== Reading text

Let's just say it's but one checkbox ticked off in a long list of boxes needing checks.
The Ontario government said it's signed an agreement with Matawa First Nations laying out a framework for developing the province's northern mineral resources. Although a minimal achievement, it's an important one because a lack of cohesion among all the parties involved was key to Cliffs Natural Resources indefinitely suspending work on its $3.3 billion Ring of Fire chromite project last year.
McFaulds Lake, Ontario, Canada. Source: Cliffs Natural Resources.
The Ring of Fire is a vast but remote region in northern Canada in the James Bay lowlands, currently only accessible via a two-hour flight from Thunder Bay, the nearest major city. Current estimates suggest it holds the largest deposit of chromite ever found in North America, as well as significant production quantities of nickel, copper, and platinum, worth some $60 billion. The region has been called "Canada's next oilsands."
For Cliffs, its Black Thor deposit represents the first particularly rich opportunity and a key means to diversify itself. Over the 30-year life of the planned open pit mine, it expects to produce 1,500 tonnes of ferrochrome per day once it swings into full production. Ferrochrome is an alloy of chromium and iron and is key to the production of steel, particularly stainless steel.
Chromite would be a welcome diversion. Cliffs' iron ore and metallurgical coal operations are under severe pressure as sales volumes collapsed for the former and pricing tumbled for the latter leading to a 3% decline in revenues last year. In the fourth quarter it offset some of the decline by a 10% increase in global seaborne iron ore pricing, but that business is the subject of increasingly acrimonious battle with activist investor Casablanca Capital that wants Cliffs to spin off the international assets and divest its chromite and nickel projects in order to better focus on its domestic iron ore business.

====
== Supplied data

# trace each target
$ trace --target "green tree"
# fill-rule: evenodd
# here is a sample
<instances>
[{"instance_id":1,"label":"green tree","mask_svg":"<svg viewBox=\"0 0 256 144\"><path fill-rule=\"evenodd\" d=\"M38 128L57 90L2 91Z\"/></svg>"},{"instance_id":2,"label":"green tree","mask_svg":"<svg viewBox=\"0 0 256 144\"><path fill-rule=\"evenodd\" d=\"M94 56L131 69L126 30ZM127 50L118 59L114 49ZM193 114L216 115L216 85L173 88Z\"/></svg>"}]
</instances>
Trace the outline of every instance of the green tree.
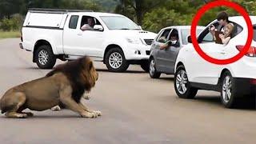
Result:
<instances>
[{"instance_id":1,"label":"green tree","mask_svg":"<svg viewBox=\"0 0 256 144\"><path fill-rule=\"evenodd\" d=\"M166 0L119 0L116 12L124 15L134 14L137 22L142 24L142 18L146 12L163 4ZM167 0L169 1L169 0ZM132 12L133 11L133 12Z\"/></svg>"}]
</instances>

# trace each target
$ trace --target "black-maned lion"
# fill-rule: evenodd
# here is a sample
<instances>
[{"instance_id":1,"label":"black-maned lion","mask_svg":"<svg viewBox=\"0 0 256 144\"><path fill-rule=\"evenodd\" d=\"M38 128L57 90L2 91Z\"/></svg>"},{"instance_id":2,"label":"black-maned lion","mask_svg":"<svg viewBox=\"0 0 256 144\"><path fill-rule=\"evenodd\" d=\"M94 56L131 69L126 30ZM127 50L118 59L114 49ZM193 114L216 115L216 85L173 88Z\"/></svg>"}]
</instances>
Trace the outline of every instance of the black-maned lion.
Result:
<instances>
[{"instance_id":1,"label":"black-maned lion","mask_svg":"<svg viewBox=\"0 0 256 144\"><path fill-rule=\"evenodd\" d=\"M7 90L0 101L2 114L8 118L26 118L33 116L22 112L26 108L42 111L61 105L83 118L97 118L101 112L89 110L80 101L98 78L89 57L58 65L46 77Z\"/></svg>"}]
</instances>

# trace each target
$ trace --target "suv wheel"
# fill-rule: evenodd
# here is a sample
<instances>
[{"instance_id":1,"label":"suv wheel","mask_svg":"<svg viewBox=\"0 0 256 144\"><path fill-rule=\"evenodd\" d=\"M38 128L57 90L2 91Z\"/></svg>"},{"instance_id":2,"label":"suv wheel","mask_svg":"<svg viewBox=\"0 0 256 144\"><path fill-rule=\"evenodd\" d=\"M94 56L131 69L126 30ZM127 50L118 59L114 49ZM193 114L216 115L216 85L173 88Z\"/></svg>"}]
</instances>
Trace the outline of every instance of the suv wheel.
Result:
<instances>
[{"instance_id":1,"label":"suv wheel","mask_svg":"<svg viewBox=\"0 0 256 144\"><path fill-rule=\"evenodd\" d=\"M142 69L146 71L150 71L150 62L148 60L143 60L141 62L141 67Z\"/></svg>"},{"instance_id":2,"label":"suv wheel","mask_svg":"<svg viewBox=\"0 0 256 144\"><path fill-rule=\"evenodd\" d=\"M54 56L50 46L41 46L35 52L35 61L41 69L52 69L56 63Z\"/></svg>"},{"instance_id":3,"label":"suv wheel","mask_svg":"<svg viewBox=\"0 0 256 144\"><path fill-rule=\"evenodd\" d=\"M222 102L226 108L235 108L242 106L245 99L242 97L238 97L238 88L230 72L226 71L222 78Z\"/></svg>"},{"instance_id":4,"label":"suv wheel","mask_svg":"<svg viewBox=\"0 0 256 144\"><path fill-rule=\"evenodd\" d=\"M108 70L112 72L123 72L129 67L129 62L119 48L110 50L106 53L104 61Z\"/></svg>"},{"instance_id":5,"label":"suv wheel","mask_svg":"<svg viewBox=\"0 0 256 144\"><path fill-rule=\"evenodd\" d=\"M151 78L158 78L161 75L161 73L158 72L155 68L155 62L154 58L150 60L150 76Z\"/></svg>"},{"instance_id":6,"label":"suv wheel","mask_svg":"<svg viewBox=\"0 0 256 144\"><path fill-rule=\"evenodd\" d=\"M181 98L194 98L198 93L198 89L190 86L183 66L178 66L175 72L174 88L176 94Z\"/></svg>"}]
</instances>

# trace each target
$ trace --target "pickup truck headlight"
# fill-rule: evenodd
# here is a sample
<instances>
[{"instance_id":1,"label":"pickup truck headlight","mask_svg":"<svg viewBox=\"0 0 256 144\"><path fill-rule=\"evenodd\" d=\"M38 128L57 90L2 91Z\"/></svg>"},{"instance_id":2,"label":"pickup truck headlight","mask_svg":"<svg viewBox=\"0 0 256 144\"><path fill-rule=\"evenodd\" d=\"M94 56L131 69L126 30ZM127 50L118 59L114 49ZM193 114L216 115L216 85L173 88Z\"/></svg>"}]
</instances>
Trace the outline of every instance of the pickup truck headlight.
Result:
<instances>
[{"instance_id":1,"label":"pickup truck headlight","mask_svg":"<svg viewBox=\"0 0 256 144\"><path fill-rule=\"evenodd\" d=\"M126 38L126 41L131 44L141 44L142 40L140 38Z\"/></svg>"}]
</instances>

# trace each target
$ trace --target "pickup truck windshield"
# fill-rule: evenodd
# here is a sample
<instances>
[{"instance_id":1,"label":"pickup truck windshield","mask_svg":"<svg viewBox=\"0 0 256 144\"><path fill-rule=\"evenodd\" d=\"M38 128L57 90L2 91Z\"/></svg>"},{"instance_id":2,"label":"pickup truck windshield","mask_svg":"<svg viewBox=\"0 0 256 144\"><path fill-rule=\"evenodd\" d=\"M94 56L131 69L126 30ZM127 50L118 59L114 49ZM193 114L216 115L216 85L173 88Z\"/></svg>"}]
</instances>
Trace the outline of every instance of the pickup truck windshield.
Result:
<instances>
[{"instance_id":1,"label":"pickup truck windshield","mask_svg":"<svg viewBox=\"0 0 256 144\"><path fill-rule=\"evenodd\" d=\"M102 16L101 18L110 30L141 30L136 23L126 17Z\"/></svg>"}]
</instances>

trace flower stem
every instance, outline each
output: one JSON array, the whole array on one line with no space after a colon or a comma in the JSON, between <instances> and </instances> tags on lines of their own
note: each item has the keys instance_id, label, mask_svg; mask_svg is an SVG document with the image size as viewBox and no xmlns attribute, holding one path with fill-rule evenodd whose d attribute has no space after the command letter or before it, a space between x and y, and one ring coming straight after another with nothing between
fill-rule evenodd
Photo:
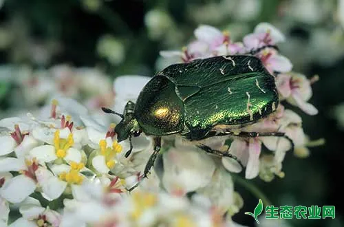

====

What is required: In the article on Ontario's Ring of Fire, what daily amount of ferrochrome does Cliffs expect its Black Thor mine to produce at full production?

Response: 1,500 tonnes of ferrochrome per day.